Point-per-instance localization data
_ _ _

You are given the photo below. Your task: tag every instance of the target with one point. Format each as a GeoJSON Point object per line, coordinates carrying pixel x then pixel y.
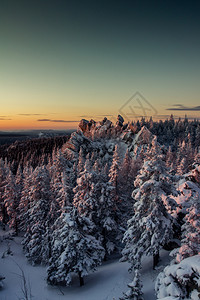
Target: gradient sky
{"type": "Point", "coordinates": [64, 60]}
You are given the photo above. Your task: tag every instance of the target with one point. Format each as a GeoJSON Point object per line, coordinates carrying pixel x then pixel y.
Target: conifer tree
{"type": "Point", "coordinates": [35, 242]}
{"type": "Point", "coordinates": [151, 226]}
{"type": "Point", "coordinates": [75, 250]}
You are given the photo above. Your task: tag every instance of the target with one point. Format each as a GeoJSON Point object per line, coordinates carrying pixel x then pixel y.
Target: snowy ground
{"type": "Point", "coordinates": [108, 283]}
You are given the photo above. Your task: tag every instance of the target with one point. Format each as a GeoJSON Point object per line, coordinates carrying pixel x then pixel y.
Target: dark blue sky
{"type": "Point", "coordinates": [91, 56]}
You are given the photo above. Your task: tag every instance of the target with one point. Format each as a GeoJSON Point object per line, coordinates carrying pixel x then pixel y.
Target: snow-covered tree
{"type": "Point", "coordinates": [151, 226]}
{"type": "Point", "coordinates": [190, 243]}
{"type": "Point", "coordinates": [180, 281]}
{"type": "Point", "coordinates": [11, 201]}
{"type": "Point", "coordinates": [93, 199]}
{"type": "Point", "coordinates": [3, 175]}
{"type": "Point", "coordinates": [135, 288]}
{"type": "Point", "coordinates": [75, 250]}
{"type": "Point", "coordinates": [36, 242]}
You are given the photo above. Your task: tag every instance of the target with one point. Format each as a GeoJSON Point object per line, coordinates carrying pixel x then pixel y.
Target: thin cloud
{"type": "Point", "coordinates": [181, 107]}
{"type": "Point", "coordinates": [57, 121]}
{"type": "Point", "coordinates": [27, 115]}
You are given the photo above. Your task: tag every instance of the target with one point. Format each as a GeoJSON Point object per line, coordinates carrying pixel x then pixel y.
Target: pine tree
{"type": "Point", "coordinates": [11, 201]}
{"type": "Point", "coordinates": [190, 243]}
{"type": "Point", "coordinates": [35, 242]}
{"type": "Point", "coordinates": [151, 226]}
{"type": "Point", "coordinates": [75, 250]}
{"type": "Point", "coordinates": [3, 175]}
{"type": "Point", "coordinates": [135, 288]}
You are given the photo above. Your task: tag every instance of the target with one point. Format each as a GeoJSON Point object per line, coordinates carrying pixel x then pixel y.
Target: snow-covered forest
{"type": "Point", "coordinates": [112, 191]}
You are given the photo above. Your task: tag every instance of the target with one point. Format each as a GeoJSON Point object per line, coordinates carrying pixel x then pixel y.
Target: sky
{"type": "Point", "coordinates": [61, 61]}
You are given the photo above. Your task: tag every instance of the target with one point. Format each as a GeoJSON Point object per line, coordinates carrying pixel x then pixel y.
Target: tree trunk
{"type": "Point", "coordinates": [104, 243]}
{"type": "Point", "coordinates": [155, 259]}
{"type": "Point", "coordinates": [81, 280]}
{"type": "Point", "coordinates": [16, 227]}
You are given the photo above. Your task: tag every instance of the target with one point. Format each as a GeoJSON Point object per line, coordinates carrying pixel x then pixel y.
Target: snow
{"type": "Point", "coordinates": [107, 283]}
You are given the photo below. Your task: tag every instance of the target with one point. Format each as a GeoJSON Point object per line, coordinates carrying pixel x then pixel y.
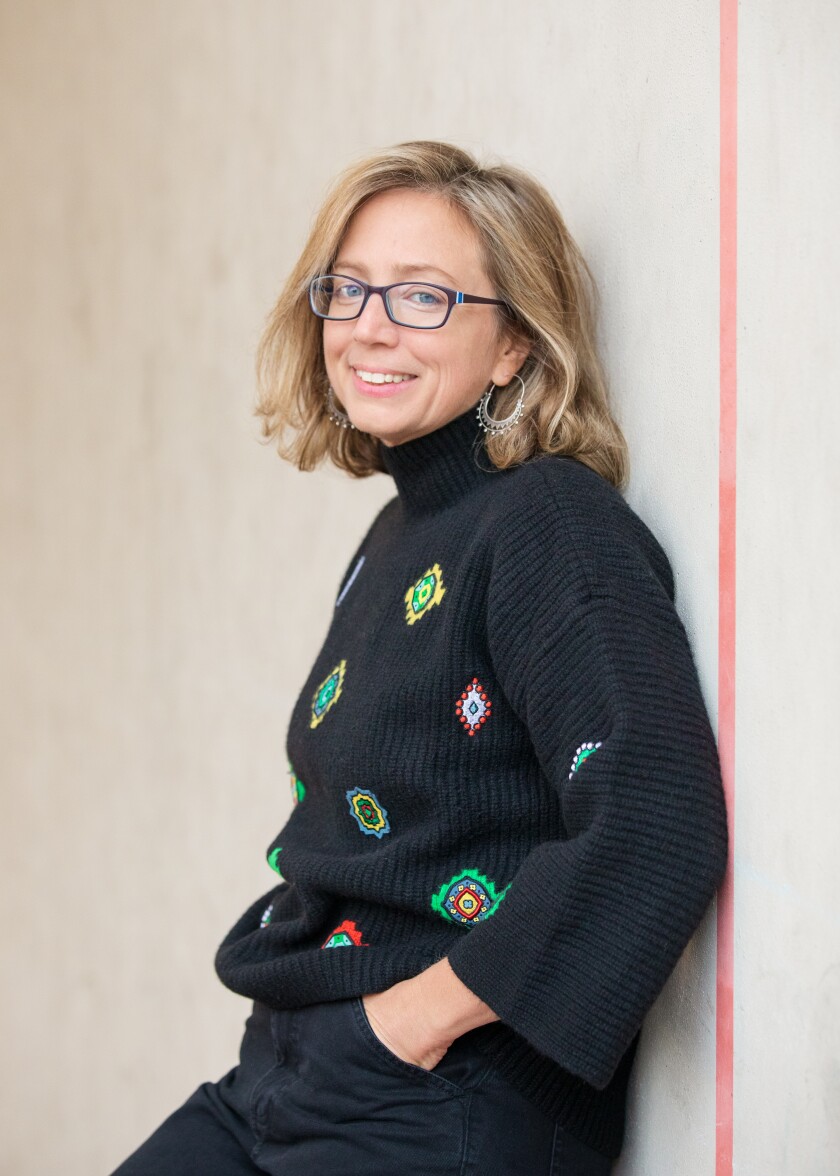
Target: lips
{"type": "Point", "coordinates": [382, 385]}
{"type": "Point", "coordinates": [381, 375]}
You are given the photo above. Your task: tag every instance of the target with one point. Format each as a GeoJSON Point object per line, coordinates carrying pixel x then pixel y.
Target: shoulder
{"type": "Point", "coordinates": [557, 510]}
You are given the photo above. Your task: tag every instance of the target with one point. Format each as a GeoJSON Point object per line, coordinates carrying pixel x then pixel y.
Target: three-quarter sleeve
{"type": "Point", "coordinates": [587, 648]}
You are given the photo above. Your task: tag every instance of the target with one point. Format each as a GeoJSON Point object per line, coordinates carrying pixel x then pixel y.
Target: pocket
{"type": "Point", "coordinates": [354, 1107]}
{"type": "Point", "coordinates": [397, 1063]}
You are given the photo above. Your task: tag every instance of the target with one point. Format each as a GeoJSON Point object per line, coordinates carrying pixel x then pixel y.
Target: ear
{"type": "Point", "coordinates": [513, 352]}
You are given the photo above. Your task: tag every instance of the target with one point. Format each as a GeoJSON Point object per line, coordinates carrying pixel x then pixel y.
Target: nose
{"type": "Point", "coordinates": [373, 325]}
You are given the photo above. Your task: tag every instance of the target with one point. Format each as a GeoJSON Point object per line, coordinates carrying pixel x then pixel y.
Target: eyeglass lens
{"type": "Point", "coordinates": [411, 303]}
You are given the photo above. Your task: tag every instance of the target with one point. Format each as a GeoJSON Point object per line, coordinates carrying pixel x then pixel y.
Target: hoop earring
{"type": "Point", "coordinates": [497, 428]}
{"type": "Point", "coordinates": [334, 413]}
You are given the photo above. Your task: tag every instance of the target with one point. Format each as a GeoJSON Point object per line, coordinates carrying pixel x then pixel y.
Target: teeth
{"type": "Point", "coordinates": [380, 378]}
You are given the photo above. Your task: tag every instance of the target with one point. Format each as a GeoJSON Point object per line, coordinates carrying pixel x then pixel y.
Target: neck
{"type": "Point", "coordinates": [438, 468]}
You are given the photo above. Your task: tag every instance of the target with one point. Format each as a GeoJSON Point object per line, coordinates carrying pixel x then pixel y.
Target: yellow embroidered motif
{"type": "Point", "coordinates": [425, 593]}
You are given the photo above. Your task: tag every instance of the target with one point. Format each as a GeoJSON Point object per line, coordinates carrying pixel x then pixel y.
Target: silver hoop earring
{"type": "Point", "coordinates": [495, 428]}
{"type": "Point", "coordinates": [334, 413]}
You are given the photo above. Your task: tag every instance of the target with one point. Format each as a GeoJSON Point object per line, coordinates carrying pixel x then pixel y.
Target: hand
{"type": "Point", "coordinates": [419, 1019]}
{"type": "Point", "coordinates": [398, 1023]}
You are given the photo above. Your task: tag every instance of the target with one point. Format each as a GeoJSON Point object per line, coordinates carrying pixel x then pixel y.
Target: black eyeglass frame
{"type": "Point", "coordinates": [454, 298]}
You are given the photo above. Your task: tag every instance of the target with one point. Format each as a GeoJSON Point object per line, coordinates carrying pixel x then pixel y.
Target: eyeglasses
{"type": "Point", "coordinates": [421, 305]}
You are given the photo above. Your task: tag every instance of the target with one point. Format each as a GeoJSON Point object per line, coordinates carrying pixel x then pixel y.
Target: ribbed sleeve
{"type": "Point", "coordinates": [593, 659]}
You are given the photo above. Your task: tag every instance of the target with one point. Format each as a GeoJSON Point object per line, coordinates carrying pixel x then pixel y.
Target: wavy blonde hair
{"type": "Point", "coordinates": [534, 266]}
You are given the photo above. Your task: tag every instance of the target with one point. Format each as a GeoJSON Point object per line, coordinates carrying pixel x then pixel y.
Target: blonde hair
{"type": "Point", "coordinates": [534, 266]}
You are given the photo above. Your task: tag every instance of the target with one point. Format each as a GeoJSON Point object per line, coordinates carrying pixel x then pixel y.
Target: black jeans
{"type": "Point", "coordinates": [318, 1094]}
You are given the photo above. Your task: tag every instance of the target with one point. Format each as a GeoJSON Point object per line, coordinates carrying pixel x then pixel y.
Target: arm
{"type": "Point", "coordinates": [587, 647]}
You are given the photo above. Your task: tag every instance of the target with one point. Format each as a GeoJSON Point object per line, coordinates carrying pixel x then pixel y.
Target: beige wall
{"type": "Point", "coordinates": [166, 581]}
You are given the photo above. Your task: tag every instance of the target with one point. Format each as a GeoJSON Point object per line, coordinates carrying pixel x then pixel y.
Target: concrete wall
{"type": "Point", "coordinates": [166, 581]}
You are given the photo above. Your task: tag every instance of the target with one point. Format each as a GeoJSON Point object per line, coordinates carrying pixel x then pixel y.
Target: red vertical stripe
{"type": "Point", "coordinates": [726, 573]}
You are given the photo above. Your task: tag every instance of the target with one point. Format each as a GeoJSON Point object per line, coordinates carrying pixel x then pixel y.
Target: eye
{"type": "Point", "coordinates": [347, 291]}
{"type": "Point", "coordinates": [422, 296]}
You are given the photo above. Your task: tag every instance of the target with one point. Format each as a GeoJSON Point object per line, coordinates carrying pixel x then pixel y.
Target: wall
{"type": "Point", "coordinates": [166, 580]}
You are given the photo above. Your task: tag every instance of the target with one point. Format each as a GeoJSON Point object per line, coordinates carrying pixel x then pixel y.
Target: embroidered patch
{"type": "Point", "coordinates": [327, 693]}
{"type": "Point", "coordinates": [584, 752]}
{"type": "Point", "coordinates": [367, 810]}
{"type": "Point", "coordinates": [425, 593]}
{"type": "Point", "coordinates": [345, 935]}
{"type": "Point", "coordinates": [297, 786]}
{"type": "Point", "coordinates": [467, 897]}
{"type": "Point", "coordinates": [473, 708]}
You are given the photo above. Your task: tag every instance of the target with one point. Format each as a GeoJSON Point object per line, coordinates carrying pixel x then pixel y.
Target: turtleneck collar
{"type": "Point", "coordinates": [433, 470]}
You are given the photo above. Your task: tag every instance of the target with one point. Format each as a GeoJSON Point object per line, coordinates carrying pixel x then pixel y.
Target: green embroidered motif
{"type": "Point", "coordinates": [584, 752]}
{"type": "Point", "coordinates": [467, 897]}
{"type": "Point", "coordinates": [298, 789]}
{"type": "Point", "coordinates": [425, 593]}
{"type": "Point", "coordinates": [345, 935]}
{"type": "Point", "coordinates": [370, 814]}
{"type": "Point", "coordinates": [327, 693]}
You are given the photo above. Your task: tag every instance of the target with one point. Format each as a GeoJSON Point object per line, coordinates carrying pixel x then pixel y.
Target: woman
{"type": "Point", "coordinates": [507, 812]}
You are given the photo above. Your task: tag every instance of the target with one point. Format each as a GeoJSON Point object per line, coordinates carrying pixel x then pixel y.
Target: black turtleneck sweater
{"type": "Point", "coordinates": [501, 755]}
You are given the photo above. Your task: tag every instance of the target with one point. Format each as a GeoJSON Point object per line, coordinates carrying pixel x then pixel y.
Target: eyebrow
{"type": "Point", "coordinates": [405, 271]}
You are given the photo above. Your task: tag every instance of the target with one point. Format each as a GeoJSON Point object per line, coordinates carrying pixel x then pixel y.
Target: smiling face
{"type": "Point", "coordinates": [435, 374]}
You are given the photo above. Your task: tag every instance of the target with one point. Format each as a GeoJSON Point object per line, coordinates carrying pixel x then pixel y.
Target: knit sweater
{"type": "Point", "coordinates": [501, 755]}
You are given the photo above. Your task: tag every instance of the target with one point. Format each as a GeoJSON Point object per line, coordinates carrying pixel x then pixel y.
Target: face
{"type": "Point", "coordinates": [398, 235]}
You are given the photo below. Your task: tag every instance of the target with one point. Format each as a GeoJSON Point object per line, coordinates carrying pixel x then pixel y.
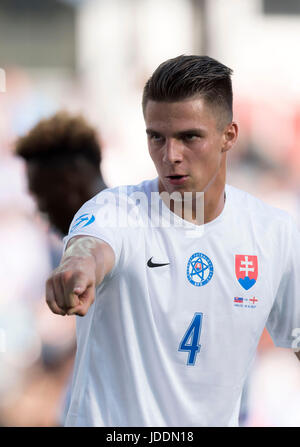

_ _ _

■ Task directions
Exactly the lines from the one containing "Target: face" through the last line of the data above should be output, both ends included, with every picture left out.

■ Exercise answer
Target: face
{"type": "Point", "coordinates": [398, 235]}
You are given the photo below. Your task: tag every instance of the target with one point. Format each as a GeoJSON Point object per line, coordinates carrying pixel x then pixel y.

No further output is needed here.